■ TASK BRIEF ■
Take the part of the listing that starts at the line containing "Return one point per instance of the mainsail." and runs through the end of the listing. Switch every "Target" in it to "Object" and write those lines out again, changing nothing else.

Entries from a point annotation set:
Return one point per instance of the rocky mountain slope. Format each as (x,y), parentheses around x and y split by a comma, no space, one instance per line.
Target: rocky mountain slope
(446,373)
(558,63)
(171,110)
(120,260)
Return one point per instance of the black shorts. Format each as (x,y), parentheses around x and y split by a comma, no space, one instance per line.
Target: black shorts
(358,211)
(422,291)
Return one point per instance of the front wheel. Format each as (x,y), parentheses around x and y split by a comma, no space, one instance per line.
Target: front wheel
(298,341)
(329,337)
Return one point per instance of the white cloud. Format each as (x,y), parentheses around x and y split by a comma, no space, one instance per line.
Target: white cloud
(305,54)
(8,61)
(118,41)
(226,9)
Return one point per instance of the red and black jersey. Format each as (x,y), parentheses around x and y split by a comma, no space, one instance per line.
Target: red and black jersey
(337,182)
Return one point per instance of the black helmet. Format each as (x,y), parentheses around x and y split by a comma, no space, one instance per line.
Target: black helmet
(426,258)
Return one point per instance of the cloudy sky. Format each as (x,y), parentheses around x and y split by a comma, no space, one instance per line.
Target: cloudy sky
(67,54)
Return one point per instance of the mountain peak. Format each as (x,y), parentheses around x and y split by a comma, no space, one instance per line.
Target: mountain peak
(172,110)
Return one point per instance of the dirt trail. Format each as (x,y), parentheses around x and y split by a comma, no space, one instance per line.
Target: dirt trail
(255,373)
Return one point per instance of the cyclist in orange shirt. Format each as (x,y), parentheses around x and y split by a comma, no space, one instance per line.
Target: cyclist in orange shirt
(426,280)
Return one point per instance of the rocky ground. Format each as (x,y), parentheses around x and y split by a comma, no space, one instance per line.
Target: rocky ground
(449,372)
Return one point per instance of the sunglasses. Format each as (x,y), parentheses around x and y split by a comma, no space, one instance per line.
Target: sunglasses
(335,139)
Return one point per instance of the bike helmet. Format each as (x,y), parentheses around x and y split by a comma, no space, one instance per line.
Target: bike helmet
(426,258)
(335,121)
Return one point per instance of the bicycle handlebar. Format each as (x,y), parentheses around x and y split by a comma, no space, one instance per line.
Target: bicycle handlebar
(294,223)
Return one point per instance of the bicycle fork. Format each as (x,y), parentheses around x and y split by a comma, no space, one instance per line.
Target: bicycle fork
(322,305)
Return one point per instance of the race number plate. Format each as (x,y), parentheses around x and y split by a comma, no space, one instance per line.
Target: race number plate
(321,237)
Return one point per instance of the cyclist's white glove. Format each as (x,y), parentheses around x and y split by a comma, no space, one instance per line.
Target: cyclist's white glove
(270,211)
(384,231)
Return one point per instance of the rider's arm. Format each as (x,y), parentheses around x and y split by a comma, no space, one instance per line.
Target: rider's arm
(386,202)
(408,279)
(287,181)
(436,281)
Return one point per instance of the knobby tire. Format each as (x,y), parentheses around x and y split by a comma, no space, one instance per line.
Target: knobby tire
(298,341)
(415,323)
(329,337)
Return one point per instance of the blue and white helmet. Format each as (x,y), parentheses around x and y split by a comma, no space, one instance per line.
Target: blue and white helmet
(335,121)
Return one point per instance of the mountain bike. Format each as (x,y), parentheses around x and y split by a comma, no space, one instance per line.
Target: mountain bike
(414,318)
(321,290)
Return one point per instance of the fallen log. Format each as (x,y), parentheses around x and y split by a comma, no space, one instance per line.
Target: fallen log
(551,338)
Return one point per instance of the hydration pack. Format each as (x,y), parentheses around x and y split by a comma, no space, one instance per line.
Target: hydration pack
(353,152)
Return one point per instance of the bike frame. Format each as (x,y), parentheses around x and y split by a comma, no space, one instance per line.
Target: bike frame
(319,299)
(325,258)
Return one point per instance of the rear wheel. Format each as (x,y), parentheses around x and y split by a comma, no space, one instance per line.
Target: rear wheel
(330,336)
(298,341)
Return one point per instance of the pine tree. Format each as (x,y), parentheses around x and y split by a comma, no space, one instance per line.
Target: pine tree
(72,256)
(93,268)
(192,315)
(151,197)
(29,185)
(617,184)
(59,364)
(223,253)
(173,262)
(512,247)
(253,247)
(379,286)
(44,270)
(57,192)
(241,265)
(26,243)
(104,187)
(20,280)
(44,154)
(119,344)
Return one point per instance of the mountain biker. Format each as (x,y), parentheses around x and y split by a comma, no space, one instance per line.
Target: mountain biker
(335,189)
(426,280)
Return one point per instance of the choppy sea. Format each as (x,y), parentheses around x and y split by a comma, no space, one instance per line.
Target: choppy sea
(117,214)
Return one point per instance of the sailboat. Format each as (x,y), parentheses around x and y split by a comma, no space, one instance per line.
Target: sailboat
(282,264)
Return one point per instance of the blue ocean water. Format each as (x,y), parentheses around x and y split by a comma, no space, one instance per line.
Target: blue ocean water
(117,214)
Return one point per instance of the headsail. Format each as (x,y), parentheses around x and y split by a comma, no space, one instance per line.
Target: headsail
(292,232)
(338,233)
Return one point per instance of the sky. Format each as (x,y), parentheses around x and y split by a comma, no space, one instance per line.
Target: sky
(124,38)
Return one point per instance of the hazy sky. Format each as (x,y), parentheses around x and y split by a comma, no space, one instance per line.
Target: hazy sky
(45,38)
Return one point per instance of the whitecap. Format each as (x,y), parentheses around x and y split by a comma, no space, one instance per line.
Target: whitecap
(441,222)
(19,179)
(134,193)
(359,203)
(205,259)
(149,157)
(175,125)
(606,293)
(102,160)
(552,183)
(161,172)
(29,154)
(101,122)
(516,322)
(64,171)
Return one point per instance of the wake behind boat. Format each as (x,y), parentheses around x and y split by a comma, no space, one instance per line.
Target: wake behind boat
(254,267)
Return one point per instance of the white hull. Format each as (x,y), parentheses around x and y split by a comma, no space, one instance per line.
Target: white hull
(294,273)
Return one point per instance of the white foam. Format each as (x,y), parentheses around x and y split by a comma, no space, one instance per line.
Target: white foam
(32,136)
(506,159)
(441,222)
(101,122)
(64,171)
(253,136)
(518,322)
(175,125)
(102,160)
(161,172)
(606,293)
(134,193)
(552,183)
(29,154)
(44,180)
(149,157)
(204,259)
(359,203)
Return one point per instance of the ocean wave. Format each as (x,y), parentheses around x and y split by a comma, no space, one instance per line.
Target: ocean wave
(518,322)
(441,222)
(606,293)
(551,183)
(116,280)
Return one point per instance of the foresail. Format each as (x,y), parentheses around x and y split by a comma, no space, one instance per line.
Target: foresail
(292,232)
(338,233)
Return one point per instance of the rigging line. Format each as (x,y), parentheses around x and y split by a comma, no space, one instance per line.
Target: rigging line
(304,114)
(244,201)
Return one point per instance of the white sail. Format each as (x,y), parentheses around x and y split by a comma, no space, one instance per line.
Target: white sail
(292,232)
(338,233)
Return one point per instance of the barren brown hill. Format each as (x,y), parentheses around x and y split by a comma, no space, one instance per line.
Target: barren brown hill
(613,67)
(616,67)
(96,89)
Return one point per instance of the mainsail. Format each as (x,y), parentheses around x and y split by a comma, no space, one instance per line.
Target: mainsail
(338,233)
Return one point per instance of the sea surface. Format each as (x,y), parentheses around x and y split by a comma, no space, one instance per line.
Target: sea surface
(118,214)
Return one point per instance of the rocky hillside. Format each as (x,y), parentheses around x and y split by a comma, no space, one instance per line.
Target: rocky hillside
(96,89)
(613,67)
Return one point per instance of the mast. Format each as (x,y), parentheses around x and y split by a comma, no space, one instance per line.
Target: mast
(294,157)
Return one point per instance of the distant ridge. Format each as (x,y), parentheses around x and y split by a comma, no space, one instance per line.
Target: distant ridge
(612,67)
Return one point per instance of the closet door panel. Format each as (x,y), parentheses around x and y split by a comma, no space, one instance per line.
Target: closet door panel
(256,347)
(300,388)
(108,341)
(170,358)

■ TASK SOLUTION ■
Return one point per instance of the mainsail. Format each as (x,y), parentheses around x and y split by a comma, no space, one instance per line.
Object: mainsail
(338,233)
Return one point per instance of the sea surface. Format each as (x,y), parentheses around x and y split by a comma, no space, one instance per line.
Object: sea surface
(118,214)
Return one point per instance of the rocky hillside. Format each as (x,y), parentheses around x and y split by a comma, no space, one instance per line.
Object: rocky hillside
(96,89)
(613,67)
Return one point per instance of the mast. Format each as (x,y), parentheses around x and y split by a comma, no space, one instance per line.
Object: mast
(294,157)
Return one point per instance of the distant ridge. Format each as (x,y), parentheses around x and y split by a comma, no space, one instance per line.
Object: distant ridge
(612,67)
Return one point per instance of the closet door panel. Format each as (x,y), parentheses around x and y split by a comma, no space, one instance per line.
Object: closet door panel
(256,347)
(300,388)
(108,341)
(170,358)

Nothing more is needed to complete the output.